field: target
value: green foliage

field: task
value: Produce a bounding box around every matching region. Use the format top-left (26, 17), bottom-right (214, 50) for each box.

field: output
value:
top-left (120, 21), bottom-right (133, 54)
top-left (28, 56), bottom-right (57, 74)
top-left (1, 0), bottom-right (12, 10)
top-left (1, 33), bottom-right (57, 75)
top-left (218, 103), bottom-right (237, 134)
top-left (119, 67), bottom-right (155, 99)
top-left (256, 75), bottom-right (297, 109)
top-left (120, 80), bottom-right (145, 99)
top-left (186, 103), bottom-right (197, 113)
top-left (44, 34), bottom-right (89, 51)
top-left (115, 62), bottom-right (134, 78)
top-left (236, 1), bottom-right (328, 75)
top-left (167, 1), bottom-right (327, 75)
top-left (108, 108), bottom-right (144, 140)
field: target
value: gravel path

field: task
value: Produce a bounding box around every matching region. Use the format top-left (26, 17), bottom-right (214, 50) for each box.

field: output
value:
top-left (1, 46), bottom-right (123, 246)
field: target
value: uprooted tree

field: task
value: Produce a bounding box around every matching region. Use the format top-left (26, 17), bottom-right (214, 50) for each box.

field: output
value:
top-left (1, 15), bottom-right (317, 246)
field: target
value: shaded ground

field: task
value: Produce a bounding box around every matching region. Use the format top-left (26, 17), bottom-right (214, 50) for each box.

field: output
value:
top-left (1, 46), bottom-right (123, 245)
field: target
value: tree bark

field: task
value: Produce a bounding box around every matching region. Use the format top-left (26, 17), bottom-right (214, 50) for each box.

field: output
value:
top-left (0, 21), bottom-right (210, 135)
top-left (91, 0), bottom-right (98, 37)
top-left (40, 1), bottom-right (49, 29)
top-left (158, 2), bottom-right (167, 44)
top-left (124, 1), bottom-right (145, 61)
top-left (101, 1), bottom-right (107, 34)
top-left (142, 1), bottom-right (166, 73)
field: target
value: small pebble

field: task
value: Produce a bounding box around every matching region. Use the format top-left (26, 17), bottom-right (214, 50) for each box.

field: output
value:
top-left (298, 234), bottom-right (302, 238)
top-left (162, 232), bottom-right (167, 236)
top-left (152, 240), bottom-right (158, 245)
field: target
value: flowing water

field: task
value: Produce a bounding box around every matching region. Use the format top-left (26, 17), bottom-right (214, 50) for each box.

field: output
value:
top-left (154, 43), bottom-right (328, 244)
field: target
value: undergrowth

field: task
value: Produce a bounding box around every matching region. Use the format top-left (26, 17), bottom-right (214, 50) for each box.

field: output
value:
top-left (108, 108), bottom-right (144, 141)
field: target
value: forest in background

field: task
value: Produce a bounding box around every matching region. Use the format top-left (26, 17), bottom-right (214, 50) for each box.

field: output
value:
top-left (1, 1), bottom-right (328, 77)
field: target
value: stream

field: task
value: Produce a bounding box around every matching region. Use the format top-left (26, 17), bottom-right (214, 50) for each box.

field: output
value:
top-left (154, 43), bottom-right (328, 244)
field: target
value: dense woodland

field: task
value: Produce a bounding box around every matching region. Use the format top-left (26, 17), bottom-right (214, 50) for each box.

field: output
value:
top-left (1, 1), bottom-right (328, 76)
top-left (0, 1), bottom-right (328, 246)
==
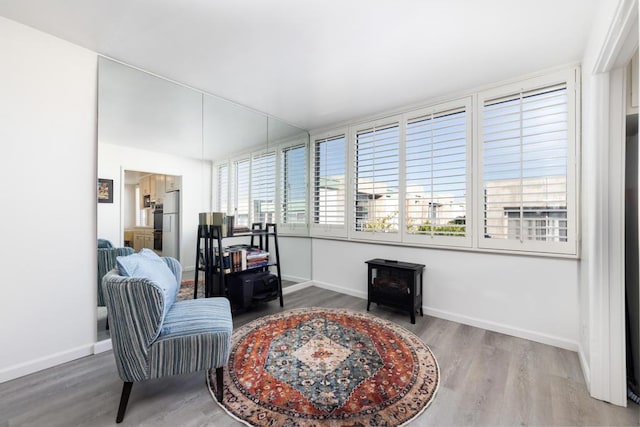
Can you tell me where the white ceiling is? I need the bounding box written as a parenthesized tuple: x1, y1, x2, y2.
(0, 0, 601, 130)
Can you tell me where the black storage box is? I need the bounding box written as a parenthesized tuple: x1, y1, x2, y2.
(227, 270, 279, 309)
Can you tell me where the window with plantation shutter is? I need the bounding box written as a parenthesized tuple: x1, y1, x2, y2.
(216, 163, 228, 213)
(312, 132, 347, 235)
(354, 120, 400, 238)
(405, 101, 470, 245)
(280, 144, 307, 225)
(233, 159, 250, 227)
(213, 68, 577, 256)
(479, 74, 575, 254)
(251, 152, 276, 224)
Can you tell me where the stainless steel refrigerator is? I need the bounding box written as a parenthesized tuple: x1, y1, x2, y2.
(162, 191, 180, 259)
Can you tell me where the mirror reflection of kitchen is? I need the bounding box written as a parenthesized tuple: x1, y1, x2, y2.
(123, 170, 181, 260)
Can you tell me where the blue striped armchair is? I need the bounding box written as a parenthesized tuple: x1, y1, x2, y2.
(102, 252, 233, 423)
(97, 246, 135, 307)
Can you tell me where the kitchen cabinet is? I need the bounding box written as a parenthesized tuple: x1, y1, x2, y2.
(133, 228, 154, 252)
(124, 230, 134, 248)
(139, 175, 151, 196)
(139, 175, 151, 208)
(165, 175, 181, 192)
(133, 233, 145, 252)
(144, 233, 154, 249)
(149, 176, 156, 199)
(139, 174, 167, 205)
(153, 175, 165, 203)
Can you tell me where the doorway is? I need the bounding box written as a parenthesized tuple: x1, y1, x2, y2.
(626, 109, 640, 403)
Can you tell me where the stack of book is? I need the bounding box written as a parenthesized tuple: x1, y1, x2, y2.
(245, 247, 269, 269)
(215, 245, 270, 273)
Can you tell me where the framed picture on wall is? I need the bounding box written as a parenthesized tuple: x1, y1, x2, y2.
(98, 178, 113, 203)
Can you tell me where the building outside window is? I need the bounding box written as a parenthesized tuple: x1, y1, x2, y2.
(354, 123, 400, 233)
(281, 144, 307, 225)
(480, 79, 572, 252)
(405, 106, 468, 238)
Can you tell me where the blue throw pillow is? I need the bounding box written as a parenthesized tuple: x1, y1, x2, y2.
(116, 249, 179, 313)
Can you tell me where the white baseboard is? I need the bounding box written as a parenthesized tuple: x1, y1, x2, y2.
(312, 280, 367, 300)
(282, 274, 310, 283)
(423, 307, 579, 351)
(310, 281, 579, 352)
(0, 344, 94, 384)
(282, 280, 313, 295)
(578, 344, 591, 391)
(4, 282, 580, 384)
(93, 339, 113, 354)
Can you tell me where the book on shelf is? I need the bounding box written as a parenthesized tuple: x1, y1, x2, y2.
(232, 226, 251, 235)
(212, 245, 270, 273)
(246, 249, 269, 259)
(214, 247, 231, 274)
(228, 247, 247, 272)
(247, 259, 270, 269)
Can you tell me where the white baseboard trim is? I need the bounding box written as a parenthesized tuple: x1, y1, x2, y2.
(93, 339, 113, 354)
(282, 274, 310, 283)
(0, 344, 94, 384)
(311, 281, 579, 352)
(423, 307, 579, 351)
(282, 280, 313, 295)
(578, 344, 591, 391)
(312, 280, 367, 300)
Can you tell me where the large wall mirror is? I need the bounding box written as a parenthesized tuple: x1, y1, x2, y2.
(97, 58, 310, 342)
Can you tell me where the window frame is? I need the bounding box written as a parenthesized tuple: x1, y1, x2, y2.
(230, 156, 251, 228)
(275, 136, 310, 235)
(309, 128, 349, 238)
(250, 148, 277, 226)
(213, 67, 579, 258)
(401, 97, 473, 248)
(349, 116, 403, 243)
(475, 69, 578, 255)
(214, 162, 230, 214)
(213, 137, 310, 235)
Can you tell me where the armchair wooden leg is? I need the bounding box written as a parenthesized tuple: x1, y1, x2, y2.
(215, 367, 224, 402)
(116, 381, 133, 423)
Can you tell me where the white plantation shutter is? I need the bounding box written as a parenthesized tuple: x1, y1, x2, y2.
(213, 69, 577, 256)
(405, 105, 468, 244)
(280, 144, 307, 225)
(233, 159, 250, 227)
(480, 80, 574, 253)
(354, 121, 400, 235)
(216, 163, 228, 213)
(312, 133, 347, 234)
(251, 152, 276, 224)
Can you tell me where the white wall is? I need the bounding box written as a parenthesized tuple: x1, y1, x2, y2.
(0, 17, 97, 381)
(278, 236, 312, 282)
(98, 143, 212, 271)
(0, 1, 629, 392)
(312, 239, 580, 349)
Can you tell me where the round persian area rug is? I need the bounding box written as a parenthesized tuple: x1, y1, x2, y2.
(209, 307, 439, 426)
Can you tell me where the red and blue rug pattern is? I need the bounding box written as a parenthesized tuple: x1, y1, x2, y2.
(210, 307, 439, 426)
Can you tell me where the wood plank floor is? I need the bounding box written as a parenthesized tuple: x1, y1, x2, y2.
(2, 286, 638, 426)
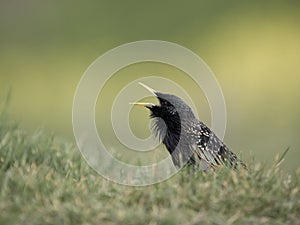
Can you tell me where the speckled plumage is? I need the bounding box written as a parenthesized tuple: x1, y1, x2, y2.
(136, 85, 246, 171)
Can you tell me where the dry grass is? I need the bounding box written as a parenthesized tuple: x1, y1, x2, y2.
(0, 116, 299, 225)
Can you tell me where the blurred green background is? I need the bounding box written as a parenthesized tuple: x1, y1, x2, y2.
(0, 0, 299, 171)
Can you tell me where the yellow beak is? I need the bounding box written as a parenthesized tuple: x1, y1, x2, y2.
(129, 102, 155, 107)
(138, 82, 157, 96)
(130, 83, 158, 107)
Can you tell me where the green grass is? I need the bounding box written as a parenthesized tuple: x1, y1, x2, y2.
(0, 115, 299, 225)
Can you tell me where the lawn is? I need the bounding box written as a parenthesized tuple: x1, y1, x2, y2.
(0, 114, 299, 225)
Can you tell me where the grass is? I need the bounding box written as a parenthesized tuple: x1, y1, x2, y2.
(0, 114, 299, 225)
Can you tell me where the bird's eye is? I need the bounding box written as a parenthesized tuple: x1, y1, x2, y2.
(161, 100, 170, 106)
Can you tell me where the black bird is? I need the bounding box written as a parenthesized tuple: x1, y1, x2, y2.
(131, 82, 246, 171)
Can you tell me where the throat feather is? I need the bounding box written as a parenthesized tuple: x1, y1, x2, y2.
---
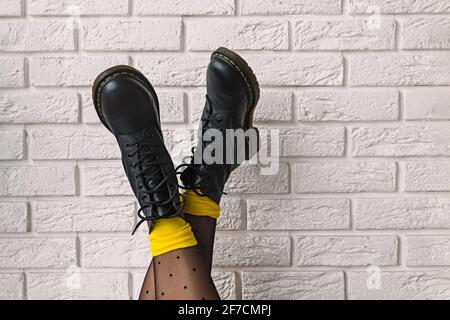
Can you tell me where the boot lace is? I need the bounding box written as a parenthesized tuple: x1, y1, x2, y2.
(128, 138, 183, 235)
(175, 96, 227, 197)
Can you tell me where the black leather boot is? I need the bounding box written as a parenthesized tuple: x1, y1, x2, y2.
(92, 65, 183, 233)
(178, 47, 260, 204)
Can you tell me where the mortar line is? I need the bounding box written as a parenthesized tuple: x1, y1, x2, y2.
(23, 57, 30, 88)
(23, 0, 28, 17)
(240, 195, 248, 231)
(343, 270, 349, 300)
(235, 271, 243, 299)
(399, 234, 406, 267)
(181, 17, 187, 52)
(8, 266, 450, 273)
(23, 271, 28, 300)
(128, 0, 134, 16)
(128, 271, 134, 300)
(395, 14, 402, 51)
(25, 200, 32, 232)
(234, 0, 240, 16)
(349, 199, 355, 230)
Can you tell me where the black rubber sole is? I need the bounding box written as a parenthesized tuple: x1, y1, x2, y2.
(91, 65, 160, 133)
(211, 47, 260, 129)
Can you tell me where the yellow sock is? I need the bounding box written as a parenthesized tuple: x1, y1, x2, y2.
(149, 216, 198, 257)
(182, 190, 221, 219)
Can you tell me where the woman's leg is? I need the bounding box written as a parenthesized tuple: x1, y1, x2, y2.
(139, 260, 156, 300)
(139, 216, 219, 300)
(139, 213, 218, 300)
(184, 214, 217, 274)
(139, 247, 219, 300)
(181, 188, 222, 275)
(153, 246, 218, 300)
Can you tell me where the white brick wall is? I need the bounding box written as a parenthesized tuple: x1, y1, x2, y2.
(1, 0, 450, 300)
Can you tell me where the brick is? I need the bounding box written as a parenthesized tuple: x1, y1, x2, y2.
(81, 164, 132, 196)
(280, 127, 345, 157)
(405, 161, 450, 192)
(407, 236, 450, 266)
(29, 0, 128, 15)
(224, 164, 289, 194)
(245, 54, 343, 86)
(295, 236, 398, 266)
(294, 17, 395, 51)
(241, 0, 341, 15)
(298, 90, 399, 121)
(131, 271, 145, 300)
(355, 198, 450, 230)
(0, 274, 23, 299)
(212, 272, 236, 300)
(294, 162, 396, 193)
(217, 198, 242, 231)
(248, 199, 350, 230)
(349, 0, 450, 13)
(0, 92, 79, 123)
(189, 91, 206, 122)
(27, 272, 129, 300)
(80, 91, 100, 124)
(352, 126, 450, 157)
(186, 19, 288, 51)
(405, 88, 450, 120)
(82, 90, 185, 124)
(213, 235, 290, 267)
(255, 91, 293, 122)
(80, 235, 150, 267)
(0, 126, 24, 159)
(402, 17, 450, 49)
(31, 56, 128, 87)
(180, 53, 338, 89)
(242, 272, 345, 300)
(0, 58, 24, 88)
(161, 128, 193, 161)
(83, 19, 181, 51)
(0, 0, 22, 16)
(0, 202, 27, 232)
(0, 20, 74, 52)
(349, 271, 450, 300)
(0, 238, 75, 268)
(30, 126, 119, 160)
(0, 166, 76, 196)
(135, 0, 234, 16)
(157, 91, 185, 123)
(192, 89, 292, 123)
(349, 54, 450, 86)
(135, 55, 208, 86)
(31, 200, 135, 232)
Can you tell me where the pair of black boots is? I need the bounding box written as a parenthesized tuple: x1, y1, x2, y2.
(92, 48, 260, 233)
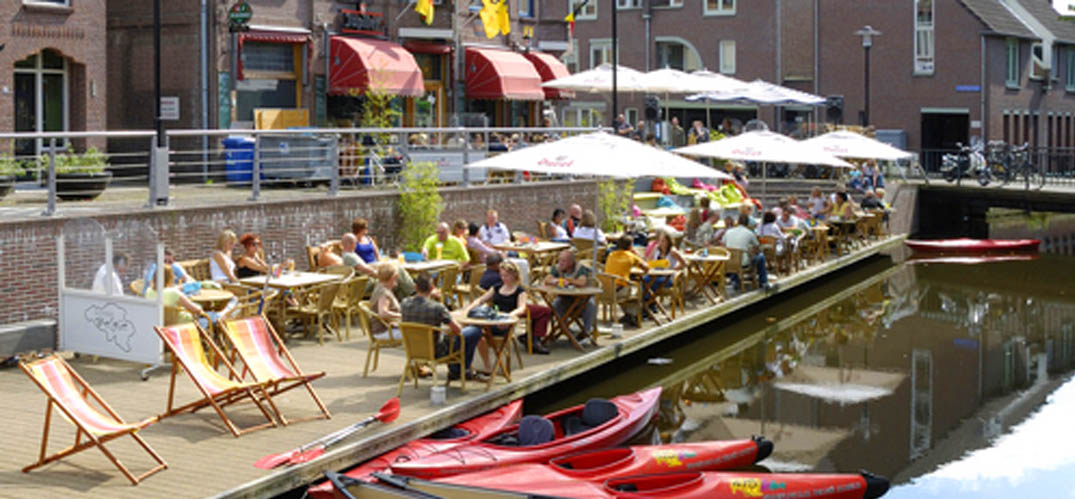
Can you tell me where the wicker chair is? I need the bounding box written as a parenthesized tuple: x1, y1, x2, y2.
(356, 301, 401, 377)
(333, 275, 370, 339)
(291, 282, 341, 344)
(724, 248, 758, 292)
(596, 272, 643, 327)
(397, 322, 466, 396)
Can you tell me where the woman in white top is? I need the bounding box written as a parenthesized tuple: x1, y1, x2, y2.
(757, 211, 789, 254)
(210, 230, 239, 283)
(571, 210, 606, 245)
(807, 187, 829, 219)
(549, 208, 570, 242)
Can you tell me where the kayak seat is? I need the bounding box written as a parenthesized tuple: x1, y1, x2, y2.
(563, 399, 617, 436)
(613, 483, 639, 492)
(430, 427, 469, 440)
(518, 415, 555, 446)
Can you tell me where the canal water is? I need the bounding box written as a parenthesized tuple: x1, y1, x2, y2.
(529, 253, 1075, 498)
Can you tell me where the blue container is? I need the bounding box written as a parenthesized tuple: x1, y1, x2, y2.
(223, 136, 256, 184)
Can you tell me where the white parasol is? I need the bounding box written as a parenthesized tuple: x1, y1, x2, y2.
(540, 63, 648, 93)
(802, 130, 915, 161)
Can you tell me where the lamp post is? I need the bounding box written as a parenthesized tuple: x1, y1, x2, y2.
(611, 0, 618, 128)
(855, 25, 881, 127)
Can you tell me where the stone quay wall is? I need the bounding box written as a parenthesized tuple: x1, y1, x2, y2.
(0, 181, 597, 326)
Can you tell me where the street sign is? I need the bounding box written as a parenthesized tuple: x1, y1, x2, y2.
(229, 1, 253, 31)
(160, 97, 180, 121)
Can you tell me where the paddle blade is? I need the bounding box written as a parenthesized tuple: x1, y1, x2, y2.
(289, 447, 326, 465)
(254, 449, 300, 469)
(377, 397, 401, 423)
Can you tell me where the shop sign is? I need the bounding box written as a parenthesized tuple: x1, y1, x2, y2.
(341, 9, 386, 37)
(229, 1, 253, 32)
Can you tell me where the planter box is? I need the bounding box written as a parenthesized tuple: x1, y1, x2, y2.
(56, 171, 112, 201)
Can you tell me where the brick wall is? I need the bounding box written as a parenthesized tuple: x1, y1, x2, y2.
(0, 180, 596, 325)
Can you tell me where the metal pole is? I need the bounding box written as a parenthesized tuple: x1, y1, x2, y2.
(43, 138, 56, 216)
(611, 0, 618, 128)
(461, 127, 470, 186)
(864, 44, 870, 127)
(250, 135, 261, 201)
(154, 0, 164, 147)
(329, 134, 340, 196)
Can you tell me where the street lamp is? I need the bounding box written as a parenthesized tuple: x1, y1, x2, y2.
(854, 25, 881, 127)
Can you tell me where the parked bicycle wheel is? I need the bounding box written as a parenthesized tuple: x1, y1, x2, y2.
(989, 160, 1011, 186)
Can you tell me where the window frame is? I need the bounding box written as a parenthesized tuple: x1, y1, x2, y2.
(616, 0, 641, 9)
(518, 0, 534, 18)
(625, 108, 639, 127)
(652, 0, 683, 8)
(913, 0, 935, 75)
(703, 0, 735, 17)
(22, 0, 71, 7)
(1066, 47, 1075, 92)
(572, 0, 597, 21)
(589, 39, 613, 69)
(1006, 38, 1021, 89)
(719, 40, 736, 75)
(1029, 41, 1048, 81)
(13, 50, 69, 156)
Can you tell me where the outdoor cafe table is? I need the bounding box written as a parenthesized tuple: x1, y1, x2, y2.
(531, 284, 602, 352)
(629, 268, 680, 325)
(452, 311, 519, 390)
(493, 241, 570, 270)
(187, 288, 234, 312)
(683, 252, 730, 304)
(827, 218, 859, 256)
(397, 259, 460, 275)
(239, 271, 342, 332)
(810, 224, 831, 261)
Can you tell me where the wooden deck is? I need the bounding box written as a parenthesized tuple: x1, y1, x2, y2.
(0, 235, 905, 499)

WHAT YOU WILL DO: Output the lines above exactly, but only those between the line holding "Can you tell me where the grass" and the line holding "Can you tell me where the throat", inclusive.

YOUR SOLUTION:
Can you tell me where the grass is? I need the bounding box written as a parenthesized tuple: x1, y1, x2, y2.
(0, 114, 299, 225)
Can you tell me where the bird's eye is? I need the bounding box written as a parenthesized tuple: x1, y1, x2, y2.
(161, 100, 170, 106)
Can you tell me where the black bird is? I need the bounding box written as a parenthesized tuple: x1, y1, x2, y2.
(131, 82, 246, 171)
Can you tell me where the throat feather is? I need the bounding box written as a parenthesized tuple: x1, y1, x2, y2.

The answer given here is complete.